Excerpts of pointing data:

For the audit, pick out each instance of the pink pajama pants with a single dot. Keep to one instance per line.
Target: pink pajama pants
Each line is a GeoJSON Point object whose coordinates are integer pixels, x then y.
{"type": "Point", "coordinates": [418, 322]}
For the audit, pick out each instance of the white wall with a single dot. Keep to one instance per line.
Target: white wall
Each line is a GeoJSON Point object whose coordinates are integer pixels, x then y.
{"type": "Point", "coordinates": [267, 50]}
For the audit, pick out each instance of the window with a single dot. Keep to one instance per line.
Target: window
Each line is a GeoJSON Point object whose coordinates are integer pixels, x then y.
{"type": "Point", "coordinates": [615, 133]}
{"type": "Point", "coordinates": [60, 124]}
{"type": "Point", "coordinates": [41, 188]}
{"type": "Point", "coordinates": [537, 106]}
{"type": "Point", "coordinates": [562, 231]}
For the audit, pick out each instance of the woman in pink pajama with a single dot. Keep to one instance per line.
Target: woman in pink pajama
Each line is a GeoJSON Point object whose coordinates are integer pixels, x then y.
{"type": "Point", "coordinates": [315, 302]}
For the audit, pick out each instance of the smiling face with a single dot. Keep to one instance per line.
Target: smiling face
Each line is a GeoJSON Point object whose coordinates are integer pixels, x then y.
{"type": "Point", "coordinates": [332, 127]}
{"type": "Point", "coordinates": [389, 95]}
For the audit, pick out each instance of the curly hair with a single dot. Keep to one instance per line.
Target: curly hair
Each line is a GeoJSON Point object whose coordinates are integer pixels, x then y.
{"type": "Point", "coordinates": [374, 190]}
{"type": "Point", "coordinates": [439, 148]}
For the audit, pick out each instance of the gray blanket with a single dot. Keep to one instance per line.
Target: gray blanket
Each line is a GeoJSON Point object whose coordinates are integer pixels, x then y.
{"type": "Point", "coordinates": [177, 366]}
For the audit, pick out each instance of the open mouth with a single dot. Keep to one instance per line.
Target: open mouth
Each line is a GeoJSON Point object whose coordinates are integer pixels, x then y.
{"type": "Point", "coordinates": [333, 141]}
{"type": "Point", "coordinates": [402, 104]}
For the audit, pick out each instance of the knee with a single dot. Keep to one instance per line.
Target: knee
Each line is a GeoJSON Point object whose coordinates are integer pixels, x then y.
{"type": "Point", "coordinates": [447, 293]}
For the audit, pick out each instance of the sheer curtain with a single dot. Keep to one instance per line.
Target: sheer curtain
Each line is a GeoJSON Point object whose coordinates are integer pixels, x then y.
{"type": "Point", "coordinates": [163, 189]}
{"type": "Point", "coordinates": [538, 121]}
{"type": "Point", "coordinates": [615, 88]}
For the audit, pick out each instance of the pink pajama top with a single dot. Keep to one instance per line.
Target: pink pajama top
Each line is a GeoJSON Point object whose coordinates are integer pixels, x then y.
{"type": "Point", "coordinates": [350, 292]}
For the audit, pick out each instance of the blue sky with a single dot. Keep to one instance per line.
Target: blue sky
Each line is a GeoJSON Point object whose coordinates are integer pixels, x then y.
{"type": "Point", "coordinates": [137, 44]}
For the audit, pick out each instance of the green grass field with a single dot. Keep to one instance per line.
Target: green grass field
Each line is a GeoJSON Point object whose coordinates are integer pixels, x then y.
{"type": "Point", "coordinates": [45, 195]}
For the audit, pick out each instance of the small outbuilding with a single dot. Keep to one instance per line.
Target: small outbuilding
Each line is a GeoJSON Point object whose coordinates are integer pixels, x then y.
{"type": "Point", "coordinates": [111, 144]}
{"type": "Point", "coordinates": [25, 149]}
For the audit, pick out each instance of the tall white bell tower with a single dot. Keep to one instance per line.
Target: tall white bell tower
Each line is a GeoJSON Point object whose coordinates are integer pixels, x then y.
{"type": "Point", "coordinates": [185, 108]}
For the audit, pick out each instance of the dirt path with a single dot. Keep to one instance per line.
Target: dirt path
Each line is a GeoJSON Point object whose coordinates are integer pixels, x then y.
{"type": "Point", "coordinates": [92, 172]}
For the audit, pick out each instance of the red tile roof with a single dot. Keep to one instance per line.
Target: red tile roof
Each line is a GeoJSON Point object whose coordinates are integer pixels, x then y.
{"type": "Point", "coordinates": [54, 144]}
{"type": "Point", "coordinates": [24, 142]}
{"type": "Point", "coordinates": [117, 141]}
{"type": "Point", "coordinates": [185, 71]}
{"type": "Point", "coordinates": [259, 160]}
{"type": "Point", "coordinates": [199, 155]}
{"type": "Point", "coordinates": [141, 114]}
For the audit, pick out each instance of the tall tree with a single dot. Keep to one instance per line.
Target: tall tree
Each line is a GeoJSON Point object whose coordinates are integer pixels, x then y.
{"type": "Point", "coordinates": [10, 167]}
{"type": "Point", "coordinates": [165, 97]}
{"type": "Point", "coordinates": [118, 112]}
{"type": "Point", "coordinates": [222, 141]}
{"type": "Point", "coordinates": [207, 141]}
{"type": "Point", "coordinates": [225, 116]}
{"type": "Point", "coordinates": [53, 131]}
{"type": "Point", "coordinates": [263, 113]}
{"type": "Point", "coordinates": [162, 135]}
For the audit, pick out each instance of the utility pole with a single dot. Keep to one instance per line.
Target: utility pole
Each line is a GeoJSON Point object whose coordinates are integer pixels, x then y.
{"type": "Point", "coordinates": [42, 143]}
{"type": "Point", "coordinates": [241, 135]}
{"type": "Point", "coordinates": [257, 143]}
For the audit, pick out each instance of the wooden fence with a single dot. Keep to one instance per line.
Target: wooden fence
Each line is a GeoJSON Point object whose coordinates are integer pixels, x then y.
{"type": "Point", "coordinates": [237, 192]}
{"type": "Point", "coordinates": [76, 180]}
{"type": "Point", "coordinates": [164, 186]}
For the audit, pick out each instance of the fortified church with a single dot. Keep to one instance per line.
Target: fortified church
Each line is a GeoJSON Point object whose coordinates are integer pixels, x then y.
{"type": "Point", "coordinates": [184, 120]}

Work to do: Return the entries in full, keeping every line exactly as it is.

Task result:
For the audit, pick out each instance of the pink pajama pants with a single dot. Keep to one instance per line.
Target: pink pajama pants
Each line is a GeoJSON Point object whose coordinates are integer pixels, x then y.
{"type": "Point", "coordinates": [418, 322]}
For the audit, pick out each instance of the white wall with a single dot. Keep to one instance per line.
Target: white wall
Each line is a GeoJSON Point object whose coordinates are integer pixels, x then y.
{"type": "Point", "coordinates": [267, 50]}
For the audit, pick out each instance of the window with a single dot. Keep to one instance per line.
Target: window
Each line is a GeoJSON Point object whose coordinates are integer pixels, x then y.
{"type": "Point", "coordinates": [615, 133]}
{"type": "Point", "coordinates": [60, 124]}
{"type": "Point", "coordinates": [41, 188]}
{"type": "Point", "coordinates": [537, 106]}
{"type": "Point", "coordinates": [562, 231]}
For the audit, pick out each instance of the woman in pink pajama with a single dot. Keep to one instance per line.
Target: woman in pink pajama
Each line is a GeoJSON Point object whose coordinates are integer pixels, x then y.
{"type": "Point", "coordinates": [315, 302]}
For the audit, pick out each instance of the smiling face with a single dot. Keep to one instance per line.
Target: smiling face
Each line is a GeoJSON Point object whose coordinates are integer pixels, x then y.
{"type": "Point", "coordinates": [332, 127]}
{"type": "Point", "coordinates": [389, 95]}
For the audit, pick out each instance of the curly hair with a single dot. Keep to one instance per line.
Target: curly hair
Each line is a GeoJSON Point object whose coordinates are integer pixels, x then y.
{"type": "Point", "coordinates": [374, 190]}
{"type": "Point", "coordinates": [439, 148]}
For the audit, pick out each instance of the gray blanket with a single dot. Keep to one instance per line.
Target: gray blanket
Each line is a GeoJSON Point object whose coordinates are integer pixels, x then y.
{"type": "Point", "coordinates": [177, 366]}
For the audit, pick out each instance of the open mouth with a single dot. Keep to one instance per line.
Target: open mouth
Each line is a GeoJSON Point object whose coordinates are integer pixels, x then y.
{"type": "Point", "coordinates": [333, 141]}
{"type": "Point", "coordinates": [402, 104]}
For the audit, pick out each instance of the knee with a single dot. Keep to one instance per line.
Target: knee
Each line is a GeoJSON Point object whose coordinates are integer pixels, x then y.
{"type": "Point", "coordinates": [447, 293]}
For the audit, pick out each instance of the sheer curtain with a single dot. Keep to one instance per line.
Target: sheer curtain
Each line is a GeoJSON Point object whose coordinates are integer pixels, x then y.
{"type": "Point", "coordinates": [163, 189]}
{"type": "Point", "coordinates": [538, 121]}
{"type": "Point", "coordinates": [615, 88]}
For the audit, pick out each instance of the pink pajama top with a single dot. Keep to one instance per line.
Target: pink pajama top
Each line is a GeoJSON Point object whose coordinates are integer pixels, x then y.
{"type": "Point", "coordinates": [350, 292]}
For the audit, pick out each instance of the blue sky with a single dot. Keep to one instance per line.
Target: blue sky
Each line is a GeoJSON Point object whose coordinates are integer pixels, x then y.
{"type": "Point", "coordinates": [137, 44]}
For the audit, pick out each instance of the green grass field with a single dot. Keep to one instance per line.
Target: green grass field
Each line is a GeoJSON Point object whose coordinates are integer pixels, x then y.
{"type": "Point", "coordinates": [45, 195]}
For the audit, pick out each instance of the small outbuilding with a single dot. Keep to one instance per line.
Target: small outbuilding
Each line is a GeoJSON Point object whose coordinates are integer pixels, x then y.
{"type": "Point", "coordinates": [111, 144]}
{"type": "Point", "coordinates": [25, 149]}
For the audit, pick out each instance of the tall white bell tower with a single dot. Keep to one instance per line.
Target: tall white bell tower
Each line is a GeoJSON Point object whose coordinates are integer pixels, x then y.
{"type": "Point", "coordinates": [185, 108]}
For the audit, pick out each instance of the dirt path with a single dot. Keep to one instance per line.
Target: dirt path
Each line is a GeoJSON Point object whose coordinates are integer pixels, x then y.
{"type": "Point", "coordinates": [92, 172]}
For the audit, pick out each instance of the red tile roof with a single dot. Keep to one instance per line.
Target: red tile roof
Each line is a GeoJSON Point object whose coordinates are integer pixels, x then y.
{"type": "Point", "coordinates": [54, 144]}
{"type": "Point", "coordinates": [24, 142]}
{"type": "Point", "coordinates": [117, 141]}
{"type": "Point", "coordinates": [185, 71]}
{"type": "Point", "coordinates": [259, 160]}
{"type": "Point", "coordinates": [199, 155]}
{"type": "Point", "coordinates": [141, 114]}
For the audit, pick out each instance of the tall tree with a single dot. Keep to one instance per line.
Target: tall tree
Each line is a GeoJSON Point object whose coordinates are integer pixels, x then y.
{"type": "Point", "coordinates": [10, 167]}
{"type": "Point", "coordinates": [165, 97]}
{"type": "Point", "coordinates": [118, 112]}
{"type": "Point", "coordinates": [222, 141]}
{"type": "Point", "coordinates": [207, 141]}
{"type": "Point", "coordinates": [225, 116]}
{"type": "Point", "coordinates": [53, 131]}
{"type": "Point", "coordinates": [263, 113]}
{"type": "Point", "coordinates": [162, 135]}
For the audit, pick out each instance of the utility pole with a single dot. Keep to one instance per line.
Target: utility pole
Each line is a GeoJSON Point object whose coordinates are integer pixels, x then y.
{"type": "Point", "coordinates": [42, 143]}
{"type": "Point", "coordinates": [241, 135]}
{"type": "Point", "coordinates": [257, 143]}
For the audit, pick out each instance of the wooden fence with a single dot. Keep to one instance per line.
Target: wooden fence
Each line is a GeoJSON Point object whose coordinates are integer pixels, x then y.
{"type": "Point", "coordinates": [237, 192]}
{"type": "Point", "coordinates": [76, 180]}
{"type": "Point", "coordinates": [164, 186]}
For the audit, pick out each instance of the fortified church with a single dot. Keep to one instance per line.
Target: fortified church
Each line is a GeoJSON Point object whose coordinates are integer pixels, x then y.
{"type": "Point", "coordinates": [184, 120]}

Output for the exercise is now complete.